Page text -
[Start of section]

Are If Thens faster than multiplication and assignment?
Asked Answered
M

10

7

I have a quick question, suppose I have the following code and it's repeated in a simliar way 10 times for example.

if blah then
    number = number + 2^n
end if

Would it be faster to evaluate:

number = number + blah*2^n?

Which also brings the question, can you multiply a boolean value times a integer (Although I am not sure the type that is returned from 2^n, is it an integer or unsigned..etc)? (I'm working in Ada, but let's try to generalize this maybe?)

EDIT: Sorry I should clarify I am looking at 2 to the power of n, and I put c in there cause I was interested for my own learning in the future if I ever run into this problem in c and I think there are more c programmers out there on these boards then Ada (I'm assuming and you know what that means), however my current problem is in the Ada language, but the question should be fairly language independent (I hope).

Monopteros answered 26/10, 2010 at 13:35 Comment(9)
The caret ^ operator means XOR in C, so just keep that in mind.Haig
Be careful. Since C does not have a built in boolean type, there is no guarantee that blah is equal to either 1 or 0. Some functions which return true or false might choose to return something other than 1 in place of true.Lifesize
@Lifesize Thanks I didn't realize that boolean doesn't always mean 0 and 1, that could have ended up being a hard lesson to learn.Monopteros
There are not a few Ada programmers hanging around StackOverflow, and we've pretty much all got RSS feeds (or something comparable) set up to watch for the 'Ada' tag, so don't worry about an Ada programmer not noticing an Ada question :-)Bubonocele
@Marc C Thanks I guess I made an assumption because I don't see nearly as many ada questions (however that might be my failure cause I don't look around a lot for it), so I just assumed that the more questions of one type there were, brought more of those type of programmers around, my bad, thank's for enlightening me :)Monopteros
@Marc C - That's pretty slick. I'm just checking by hand. He's right that this is really a language-independent question though. The only wrinkle Ada adds is that its compilers have more information to allow for an even better job optimizing. So what is true for C (don't micro-optimize like this) is even more true for Ada.Crosspollination
@Brian: C has a boolean type, _Bool, aliased to bool in stdbool.h. Also, while any nonzero value counts as true for conditionals, the result of a boolean expression (comparison operators, logical and/or/not operators, ...) is always 0 or 1.Ashy
By the way, I hope you realize blah*2^n is blah<<n (bit-shift) and one of the fastest possible operations.Ashy
@R..: You're right, C99 did introduce an explicit boolean type. I'd still be careful, though. I actually have had this issue bite me before, particularly when interacting between code across different programming languages.Lifesize
B
8

if we are talking about C and blah is not within your control, then just do this:

if(blah) number += (1<<n);

There is really not a boolean in C and does not need to be, false is zero and true is not zero, so you cannot assume that not zero is 1 which is what you would need for your solution, nor can you assume that any particular bit in blah is set, for example:

number += (blah&1)<<n;

Would not necessarily work either because 0x2 or 0x4 or anything non-zero with bit zero clear is considered a true. Typically you will find 0xFFF...FFFF (minus one, or all ones) used as true, but you cannot rely on typical.

[End of section]

Information supplied -
[Start of section]

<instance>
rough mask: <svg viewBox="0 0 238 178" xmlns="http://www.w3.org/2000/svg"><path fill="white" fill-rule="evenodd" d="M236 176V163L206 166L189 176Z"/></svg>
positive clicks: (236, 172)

[End of section]

Aim of the task - Continue the thread about whether an if-then is faster than multiplying by a boolean, starting right after its last sentence.

Task result -
Now, if you are in complete control over the value in blah, and keep it strictly to a 0 for false and 1 for true then you could do what you were asking about:

number += blah<<n;

And avoid the potential for a branch, extra cache line fill, etc.

Back to the generic case though, taking this generic solution:

unsigned int fun ( int blah, unsigned int n, unsigned int number )
{
    if(blah) number += (1<<n);
    return(number);
}

And compiling for the two most popular/used platforms:

    testl   %edi, %edi
    movl    %edx, %eax
    je  .L2
    movl    $1, %edx
    movl    %esi, %ecx
    sall    %cl, %edx
    addl    %edx, %eax
.L2:

The above uses a conditional branch.

The one below uses conditional execution, no branch, no pipeline flush, is deterministic.

  cmp   r0,#0
  movne r3,#1
  addne r2,r2,r3,asl r1
  mov   r0,r2
  bx    lr

Could have saved the mov r0,r2 instruction by re-arranging the arguments in the function call, but that is academic, you wouldnt burn a function call on this normally.

EDIT:

As suggested:

unsigned int fun ( int blah, unsigned int n, unsigned int number )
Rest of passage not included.